Saved entries |
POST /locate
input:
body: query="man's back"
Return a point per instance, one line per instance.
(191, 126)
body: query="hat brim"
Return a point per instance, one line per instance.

Instructions to follow |
Transcribe the data above so that every line matches exactly.

Response to the exercise |
POST /locate
input:
body: query="man's back"
Return a point per instance, one line per instance.
(191, 126)
body: query="hat brim"
Return a point per instance, one line per instance.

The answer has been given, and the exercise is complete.